» **WHAT THIS TASK INVOLVES**: When the string "dark" appears in a line of the records, show the whole line.

*** INFORMATION GIVEN Section Begins ***

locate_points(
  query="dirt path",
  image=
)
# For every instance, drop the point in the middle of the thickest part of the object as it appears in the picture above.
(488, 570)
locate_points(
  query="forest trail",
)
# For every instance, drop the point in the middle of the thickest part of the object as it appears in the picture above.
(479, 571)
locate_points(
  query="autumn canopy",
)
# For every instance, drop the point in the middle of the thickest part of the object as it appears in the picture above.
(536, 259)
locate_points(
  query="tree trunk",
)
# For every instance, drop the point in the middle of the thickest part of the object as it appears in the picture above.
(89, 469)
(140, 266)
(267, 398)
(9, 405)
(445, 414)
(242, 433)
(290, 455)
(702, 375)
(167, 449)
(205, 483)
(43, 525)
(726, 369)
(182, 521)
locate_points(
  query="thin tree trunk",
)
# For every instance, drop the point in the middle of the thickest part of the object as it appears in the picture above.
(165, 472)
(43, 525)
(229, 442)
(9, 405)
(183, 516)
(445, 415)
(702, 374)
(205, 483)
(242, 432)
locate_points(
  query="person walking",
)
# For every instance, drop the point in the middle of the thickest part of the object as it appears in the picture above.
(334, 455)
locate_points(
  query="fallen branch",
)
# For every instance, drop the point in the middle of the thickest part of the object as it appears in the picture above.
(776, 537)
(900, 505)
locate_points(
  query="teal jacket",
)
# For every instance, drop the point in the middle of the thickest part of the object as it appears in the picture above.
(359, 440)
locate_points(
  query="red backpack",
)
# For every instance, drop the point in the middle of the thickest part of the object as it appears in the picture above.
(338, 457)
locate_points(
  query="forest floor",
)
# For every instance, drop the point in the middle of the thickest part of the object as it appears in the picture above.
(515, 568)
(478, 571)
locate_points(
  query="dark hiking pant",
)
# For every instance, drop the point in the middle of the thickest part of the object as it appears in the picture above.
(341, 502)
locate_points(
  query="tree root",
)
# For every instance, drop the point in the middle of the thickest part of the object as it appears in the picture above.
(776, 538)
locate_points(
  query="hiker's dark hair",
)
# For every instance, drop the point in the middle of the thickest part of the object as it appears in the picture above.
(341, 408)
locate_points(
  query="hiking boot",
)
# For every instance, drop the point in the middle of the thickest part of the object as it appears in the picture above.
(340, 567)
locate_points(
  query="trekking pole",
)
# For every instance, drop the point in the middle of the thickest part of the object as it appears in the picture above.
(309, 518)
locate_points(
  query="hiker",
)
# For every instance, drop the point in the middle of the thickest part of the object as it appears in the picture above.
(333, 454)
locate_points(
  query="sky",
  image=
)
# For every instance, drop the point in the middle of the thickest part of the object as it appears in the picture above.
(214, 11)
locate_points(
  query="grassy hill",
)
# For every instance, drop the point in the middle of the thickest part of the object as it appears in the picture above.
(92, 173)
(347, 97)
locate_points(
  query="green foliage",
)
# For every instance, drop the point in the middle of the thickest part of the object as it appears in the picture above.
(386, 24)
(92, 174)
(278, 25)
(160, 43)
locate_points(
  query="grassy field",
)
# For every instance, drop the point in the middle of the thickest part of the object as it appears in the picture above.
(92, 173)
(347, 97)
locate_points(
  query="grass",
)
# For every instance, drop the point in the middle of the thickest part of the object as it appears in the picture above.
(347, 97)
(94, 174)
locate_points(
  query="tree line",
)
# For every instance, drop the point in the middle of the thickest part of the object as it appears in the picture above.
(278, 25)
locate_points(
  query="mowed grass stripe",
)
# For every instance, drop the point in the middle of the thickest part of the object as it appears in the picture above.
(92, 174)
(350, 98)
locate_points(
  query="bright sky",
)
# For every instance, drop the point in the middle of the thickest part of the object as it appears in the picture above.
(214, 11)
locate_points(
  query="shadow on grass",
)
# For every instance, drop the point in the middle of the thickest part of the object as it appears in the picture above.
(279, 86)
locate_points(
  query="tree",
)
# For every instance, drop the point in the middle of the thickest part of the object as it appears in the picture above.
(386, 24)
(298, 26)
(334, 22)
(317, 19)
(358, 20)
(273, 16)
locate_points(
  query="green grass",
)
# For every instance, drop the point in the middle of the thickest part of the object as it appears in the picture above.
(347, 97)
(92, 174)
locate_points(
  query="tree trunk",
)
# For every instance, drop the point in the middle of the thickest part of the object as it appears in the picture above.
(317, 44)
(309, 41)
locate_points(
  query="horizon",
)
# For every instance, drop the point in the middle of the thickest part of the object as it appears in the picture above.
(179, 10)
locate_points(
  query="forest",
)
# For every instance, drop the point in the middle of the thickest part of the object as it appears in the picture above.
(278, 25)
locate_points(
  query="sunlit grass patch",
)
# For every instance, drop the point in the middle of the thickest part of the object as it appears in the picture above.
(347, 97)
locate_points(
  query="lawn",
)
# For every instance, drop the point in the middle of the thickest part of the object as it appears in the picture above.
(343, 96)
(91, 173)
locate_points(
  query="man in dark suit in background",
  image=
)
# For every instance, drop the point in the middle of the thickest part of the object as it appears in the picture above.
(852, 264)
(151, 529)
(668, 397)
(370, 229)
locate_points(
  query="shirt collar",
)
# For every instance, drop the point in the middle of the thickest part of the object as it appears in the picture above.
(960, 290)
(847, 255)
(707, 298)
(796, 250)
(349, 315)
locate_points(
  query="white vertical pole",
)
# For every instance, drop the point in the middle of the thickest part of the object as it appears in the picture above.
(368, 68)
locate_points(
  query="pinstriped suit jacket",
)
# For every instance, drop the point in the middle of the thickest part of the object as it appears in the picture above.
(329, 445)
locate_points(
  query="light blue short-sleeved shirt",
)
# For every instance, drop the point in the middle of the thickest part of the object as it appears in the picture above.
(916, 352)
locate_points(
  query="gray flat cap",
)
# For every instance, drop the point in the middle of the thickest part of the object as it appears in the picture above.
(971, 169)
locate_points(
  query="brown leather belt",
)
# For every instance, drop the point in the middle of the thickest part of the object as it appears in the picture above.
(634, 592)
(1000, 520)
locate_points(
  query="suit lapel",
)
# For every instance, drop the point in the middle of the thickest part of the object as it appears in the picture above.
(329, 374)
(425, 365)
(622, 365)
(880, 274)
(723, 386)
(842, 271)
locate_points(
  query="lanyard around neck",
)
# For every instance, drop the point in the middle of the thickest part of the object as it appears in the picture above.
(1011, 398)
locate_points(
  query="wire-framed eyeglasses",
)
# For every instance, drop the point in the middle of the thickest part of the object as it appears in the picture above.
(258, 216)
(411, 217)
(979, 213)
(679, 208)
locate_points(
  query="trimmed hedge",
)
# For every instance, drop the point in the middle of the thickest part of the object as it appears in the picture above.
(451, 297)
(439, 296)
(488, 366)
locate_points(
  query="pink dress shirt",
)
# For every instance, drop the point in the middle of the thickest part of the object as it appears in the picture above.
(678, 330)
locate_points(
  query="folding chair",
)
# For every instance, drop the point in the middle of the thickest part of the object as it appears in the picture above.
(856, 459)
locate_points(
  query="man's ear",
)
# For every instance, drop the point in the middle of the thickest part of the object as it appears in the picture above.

*** INFORMATION GIVEN Section Ends ***

» **ANSWER**:
  query="dark hiking pant",
  query="hiker's dark hair",
  query="man in dark suit in background",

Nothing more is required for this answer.